>> Start

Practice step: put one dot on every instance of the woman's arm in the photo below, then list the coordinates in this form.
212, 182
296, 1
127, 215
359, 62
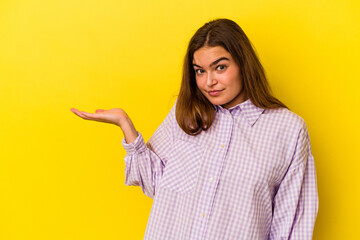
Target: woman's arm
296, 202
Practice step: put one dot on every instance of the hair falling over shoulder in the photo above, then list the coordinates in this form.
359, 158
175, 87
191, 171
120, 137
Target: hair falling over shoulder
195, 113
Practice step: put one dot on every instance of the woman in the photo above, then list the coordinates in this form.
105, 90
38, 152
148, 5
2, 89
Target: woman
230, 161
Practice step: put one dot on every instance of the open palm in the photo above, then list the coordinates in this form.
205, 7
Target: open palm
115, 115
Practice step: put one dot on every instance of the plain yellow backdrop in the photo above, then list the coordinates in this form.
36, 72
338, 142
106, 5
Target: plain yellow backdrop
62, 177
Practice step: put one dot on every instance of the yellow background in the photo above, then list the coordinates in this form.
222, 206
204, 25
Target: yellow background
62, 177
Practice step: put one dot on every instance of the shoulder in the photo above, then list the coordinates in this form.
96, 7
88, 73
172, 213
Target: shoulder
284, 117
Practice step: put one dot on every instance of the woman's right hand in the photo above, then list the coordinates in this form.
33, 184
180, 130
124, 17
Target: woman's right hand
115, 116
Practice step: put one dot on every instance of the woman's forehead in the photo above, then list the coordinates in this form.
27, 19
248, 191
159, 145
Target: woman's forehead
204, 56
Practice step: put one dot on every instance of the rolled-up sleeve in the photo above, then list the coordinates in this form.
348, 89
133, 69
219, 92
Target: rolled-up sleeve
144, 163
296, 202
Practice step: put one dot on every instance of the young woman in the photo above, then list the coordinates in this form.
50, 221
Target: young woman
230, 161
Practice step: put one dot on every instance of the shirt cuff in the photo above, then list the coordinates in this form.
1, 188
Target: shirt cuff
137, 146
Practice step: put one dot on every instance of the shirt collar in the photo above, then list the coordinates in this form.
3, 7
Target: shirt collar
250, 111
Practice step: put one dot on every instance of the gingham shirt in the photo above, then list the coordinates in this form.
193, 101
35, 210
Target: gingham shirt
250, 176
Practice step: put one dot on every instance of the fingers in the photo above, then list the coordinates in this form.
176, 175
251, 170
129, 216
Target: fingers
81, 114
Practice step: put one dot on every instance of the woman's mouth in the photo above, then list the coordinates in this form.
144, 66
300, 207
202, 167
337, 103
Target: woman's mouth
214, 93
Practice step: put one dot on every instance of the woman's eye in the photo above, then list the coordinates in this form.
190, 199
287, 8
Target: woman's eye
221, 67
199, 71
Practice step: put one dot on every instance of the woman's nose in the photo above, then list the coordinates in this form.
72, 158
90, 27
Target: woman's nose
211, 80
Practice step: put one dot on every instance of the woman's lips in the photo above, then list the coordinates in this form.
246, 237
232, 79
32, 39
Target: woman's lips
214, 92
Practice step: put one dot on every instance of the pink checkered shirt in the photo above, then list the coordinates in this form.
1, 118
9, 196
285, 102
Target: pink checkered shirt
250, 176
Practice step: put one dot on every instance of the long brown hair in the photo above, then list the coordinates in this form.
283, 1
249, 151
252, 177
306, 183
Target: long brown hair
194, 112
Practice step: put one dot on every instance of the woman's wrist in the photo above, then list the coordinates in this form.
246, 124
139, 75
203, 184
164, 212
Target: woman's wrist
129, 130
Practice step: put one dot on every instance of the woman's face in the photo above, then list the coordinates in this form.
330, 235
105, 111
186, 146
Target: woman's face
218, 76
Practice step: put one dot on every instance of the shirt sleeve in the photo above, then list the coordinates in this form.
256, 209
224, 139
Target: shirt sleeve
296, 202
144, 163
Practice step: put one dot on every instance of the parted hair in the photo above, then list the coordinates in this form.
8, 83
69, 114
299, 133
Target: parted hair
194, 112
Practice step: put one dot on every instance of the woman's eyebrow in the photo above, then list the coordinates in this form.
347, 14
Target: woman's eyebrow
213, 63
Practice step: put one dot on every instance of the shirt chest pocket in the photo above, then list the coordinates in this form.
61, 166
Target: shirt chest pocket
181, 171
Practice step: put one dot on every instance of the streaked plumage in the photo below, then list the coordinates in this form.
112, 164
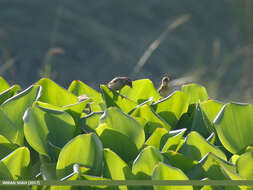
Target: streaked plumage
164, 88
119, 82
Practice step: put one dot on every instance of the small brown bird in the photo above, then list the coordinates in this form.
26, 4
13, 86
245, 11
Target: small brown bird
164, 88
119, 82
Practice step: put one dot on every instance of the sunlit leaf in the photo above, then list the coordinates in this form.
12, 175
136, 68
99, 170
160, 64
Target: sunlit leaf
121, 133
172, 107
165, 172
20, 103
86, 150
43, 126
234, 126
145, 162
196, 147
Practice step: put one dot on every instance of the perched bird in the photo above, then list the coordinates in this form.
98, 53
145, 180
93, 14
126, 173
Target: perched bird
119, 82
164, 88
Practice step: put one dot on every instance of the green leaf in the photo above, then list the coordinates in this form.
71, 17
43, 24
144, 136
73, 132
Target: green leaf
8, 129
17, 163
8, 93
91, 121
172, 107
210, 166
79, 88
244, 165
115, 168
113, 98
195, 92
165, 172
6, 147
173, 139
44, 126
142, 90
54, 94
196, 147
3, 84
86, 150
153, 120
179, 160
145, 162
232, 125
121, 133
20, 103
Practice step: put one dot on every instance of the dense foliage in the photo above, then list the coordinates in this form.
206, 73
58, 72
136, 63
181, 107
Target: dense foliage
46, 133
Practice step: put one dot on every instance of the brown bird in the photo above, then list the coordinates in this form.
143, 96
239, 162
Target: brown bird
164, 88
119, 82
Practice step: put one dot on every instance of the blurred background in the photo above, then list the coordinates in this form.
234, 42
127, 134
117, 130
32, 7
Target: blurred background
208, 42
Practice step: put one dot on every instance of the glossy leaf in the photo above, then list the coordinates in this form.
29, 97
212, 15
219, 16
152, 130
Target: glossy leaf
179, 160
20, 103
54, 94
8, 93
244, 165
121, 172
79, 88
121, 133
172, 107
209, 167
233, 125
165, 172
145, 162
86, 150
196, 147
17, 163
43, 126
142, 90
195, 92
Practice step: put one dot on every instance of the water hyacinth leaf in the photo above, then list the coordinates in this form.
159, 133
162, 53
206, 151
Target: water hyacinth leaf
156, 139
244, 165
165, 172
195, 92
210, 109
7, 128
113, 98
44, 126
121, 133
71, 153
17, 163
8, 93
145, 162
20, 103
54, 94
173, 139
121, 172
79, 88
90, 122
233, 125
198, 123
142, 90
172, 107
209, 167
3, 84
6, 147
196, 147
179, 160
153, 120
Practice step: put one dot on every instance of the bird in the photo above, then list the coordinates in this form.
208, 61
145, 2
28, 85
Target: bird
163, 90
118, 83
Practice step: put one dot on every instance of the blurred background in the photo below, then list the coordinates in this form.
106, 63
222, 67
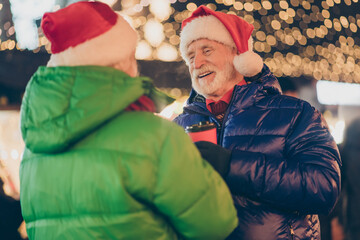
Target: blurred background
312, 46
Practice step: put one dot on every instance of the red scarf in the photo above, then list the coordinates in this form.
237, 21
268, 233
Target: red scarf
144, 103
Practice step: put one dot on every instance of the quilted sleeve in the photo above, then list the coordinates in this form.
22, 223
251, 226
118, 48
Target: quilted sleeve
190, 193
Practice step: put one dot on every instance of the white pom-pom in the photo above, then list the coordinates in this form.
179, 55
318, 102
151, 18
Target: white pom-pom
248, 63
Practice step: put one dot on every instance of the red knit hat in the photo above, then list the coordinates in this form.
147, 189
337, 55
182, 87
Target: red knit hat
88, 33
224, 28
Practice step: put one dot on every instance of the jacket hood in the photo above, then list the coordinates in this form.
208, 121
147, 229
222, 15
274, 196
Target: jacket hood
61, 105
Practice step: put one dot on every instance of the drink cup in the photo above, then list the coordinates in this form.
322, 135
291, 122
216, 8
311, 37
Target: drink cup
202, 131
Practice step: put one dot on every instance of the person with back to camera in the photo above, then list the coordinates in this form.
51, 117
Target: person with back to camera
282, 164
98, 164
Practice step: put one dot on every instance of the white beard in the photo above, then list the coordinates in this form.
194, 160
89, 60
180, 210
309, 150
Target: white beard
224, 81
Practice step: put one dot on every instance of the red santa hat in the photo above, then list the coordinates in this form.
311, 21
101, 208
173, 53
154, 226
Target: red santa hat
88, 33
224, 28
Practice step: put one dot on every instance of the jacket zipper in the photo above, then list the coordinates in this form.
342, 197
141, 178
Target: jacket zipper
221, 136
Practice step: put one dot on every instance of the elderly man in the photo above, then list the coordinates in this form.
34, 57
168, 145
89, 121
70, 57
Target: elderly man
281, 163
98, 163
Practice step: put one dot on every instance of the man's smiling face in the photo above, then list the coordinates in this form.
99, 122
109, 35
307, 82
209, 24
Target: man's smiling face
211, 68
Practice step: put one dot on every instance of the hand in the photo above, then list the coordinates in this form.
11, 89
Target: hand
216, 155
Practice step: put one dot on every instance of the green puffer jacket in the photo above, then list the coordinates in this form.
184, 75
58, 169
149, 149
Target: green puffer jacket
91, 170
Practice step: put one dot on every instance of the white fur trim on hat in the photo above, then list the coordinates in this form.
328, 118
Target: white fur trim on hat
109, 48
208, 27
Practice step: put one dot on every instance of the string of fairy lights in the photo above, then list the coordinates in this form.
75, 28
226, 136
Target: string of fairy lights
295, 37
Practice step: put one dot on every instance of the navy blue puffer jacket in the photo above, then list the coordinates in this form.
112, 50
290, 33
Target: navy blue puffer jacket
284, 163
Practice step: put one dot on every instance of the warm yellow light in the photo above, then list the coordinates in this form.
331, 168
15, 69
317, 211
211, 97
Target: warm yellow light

>> End

Revise the material starting at the line that contains "Practice step: put one dot on every instance of the string" and continuing through its end, changing "puffer jacket" to "parka" and leaving everything else as it is.

Practice step: put one dot on every instance of the string of fairy lights in the photo above, then list the coordinates in this form.
75, 28
226, 136
Target: string of fairy lights
295, 37
Practice step: put one dot on every instance of the navy blue parka in the photo above, then list the coordinates in this form.
112, 50
290, 33
Target: navy blue parka
284, 163
Practice step: put one dot on every instance of the warm yellow light in the photo above, then list the coordinates in this form.
331, 168
15, 69
317, 211
211, 97
Target: warm yellow light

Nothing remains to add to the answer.